Task instructions =>
Write the next part of the court judgment on advance payments for paper, starting right after its final sentence.

══ Reading text ══

5. The facts of the case before this Court are identical to the case of

Hindustan Forest Company (supra). In that case, the buyer had paid an

initial amount of Rs 3,000/- to the seller and advance payment of Rs 10,000/-

thereafter. In the case before this Court, it has been specifically alleged in

the plaint that there were occasions when the plaintiff/respondent made

excess/advance payment to the appellant/defendant which was subject to

adjustment for future purchases. Therefore, any excess payment made by

the plaintiff/respondent was to be treated as advance payment towards

purchase of the paper by the plaintiff/respondent from the

defendant/appellant. The excess/advance payment by the plaintiff/respondent

to the appellant/defendant being towards purchase of the paper, it cannot be

said that the said payment was made towards an independent transaction,

unconnected with the contract between the parties for purchase of paper by

the plaintiff/respondent from the defendant/appellant. Of course, the

appellant/defendant was under an obligation to either deliver the goods for

which advance payment was received by it or it was required to refund the

advance/excess payment to the plaintiff/respondent. But, this liability of the

appellant/defendant arose under the same contract under which it was

supplying paper to the plaintiff/respondent and was not an obligation

independent of the contract for sale of paper to the plaintiff/respondent.

There was only one contract between the parties, and that was for the sale of

paper by the appellant/defendant to the respondent/plaintiff. Had there been

no contract between the parties for sale of paper by the appellant/defendant

to the plaintiff/respondent, there would have been no occasion for the

plaintiff/respondent to make any excess payment to the appellant/defendant.

═══
══ Supplied material ══

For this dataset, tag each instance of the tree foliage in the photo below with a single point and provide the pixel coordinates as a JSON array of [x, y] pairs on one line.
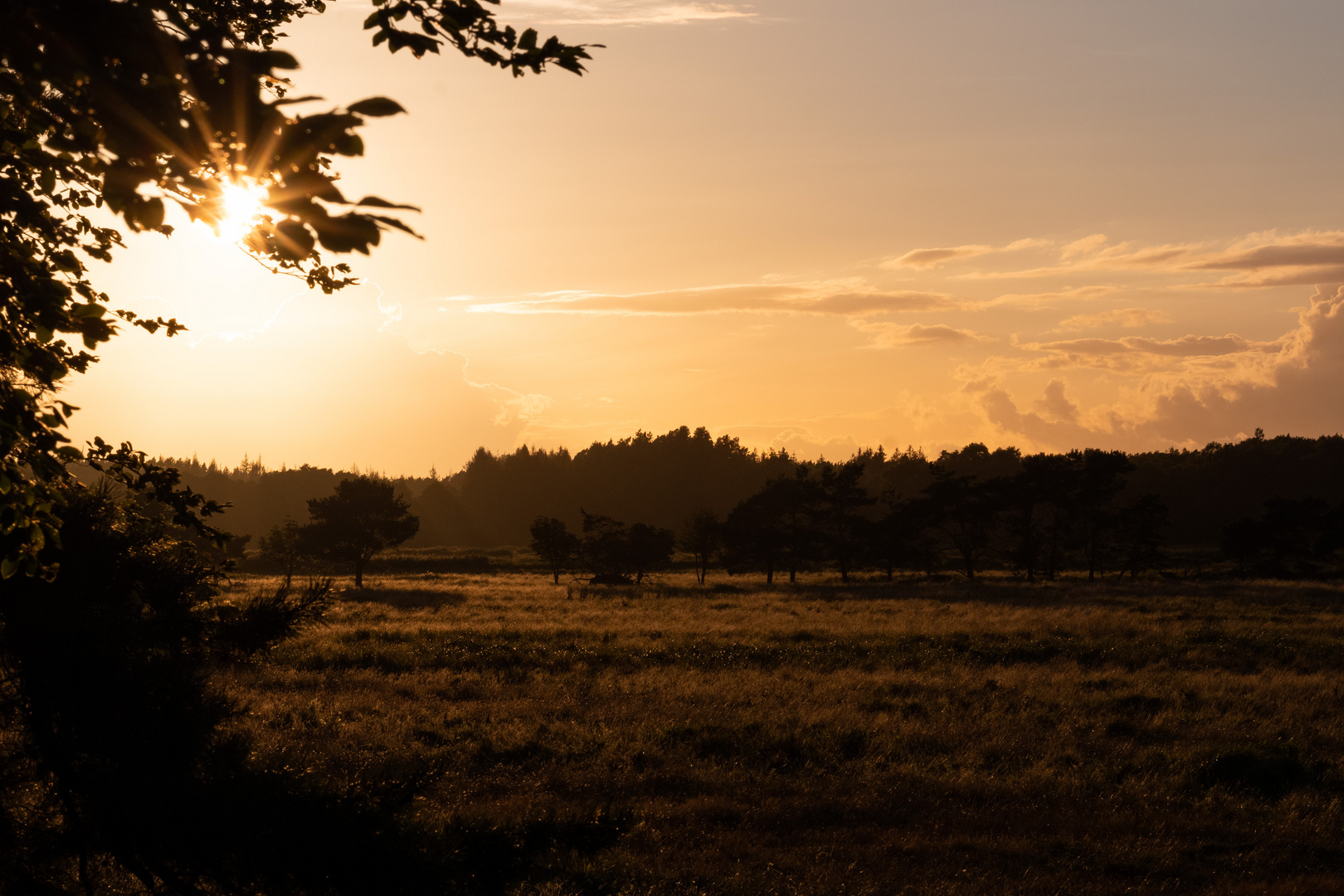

═══

Answer to this problem =>
The suit filed by the plaintiff/respondent being squarely covered by the

decision of Supreme Court Hindustan Forest Company (supra), there is no

escape from the conclusion that it was barred by limitation.

6. The learned counsel for the plaintiff/respondent has relied upon the

decision of this Court in Polar Industries Ltd. v. Arihant Communications,

RFA No. 662/2003, decided on 16.01.2012, Sunil Dutt v. Shankar Gupta,

RFA No. 85/2011, decided on 08.02.2011 and Indian Metal Industries v.

United Glass Co. 34 (1988) DLT 405, on the other hand, the learned counsel

for the appellant has placed reliance upon the decision of a Division Bench

of this Court in Manish Garg v. East India Udyog Ltd. 2001(3) AD (Delhi)

493, and decision of Kerala High Court in Union Bank Ltd. v. N. Raghavan

Nair AIR 1959 Ker 204. However, since the matter before this Court is

squarely covered by the decision of Supreme Court in Hindustan Forest

Company (supra), I need not undertake an analysis of these judgments. The

issue is, therefore, decided against the plaintiff/respondent and in favour of

the appellant/defendant.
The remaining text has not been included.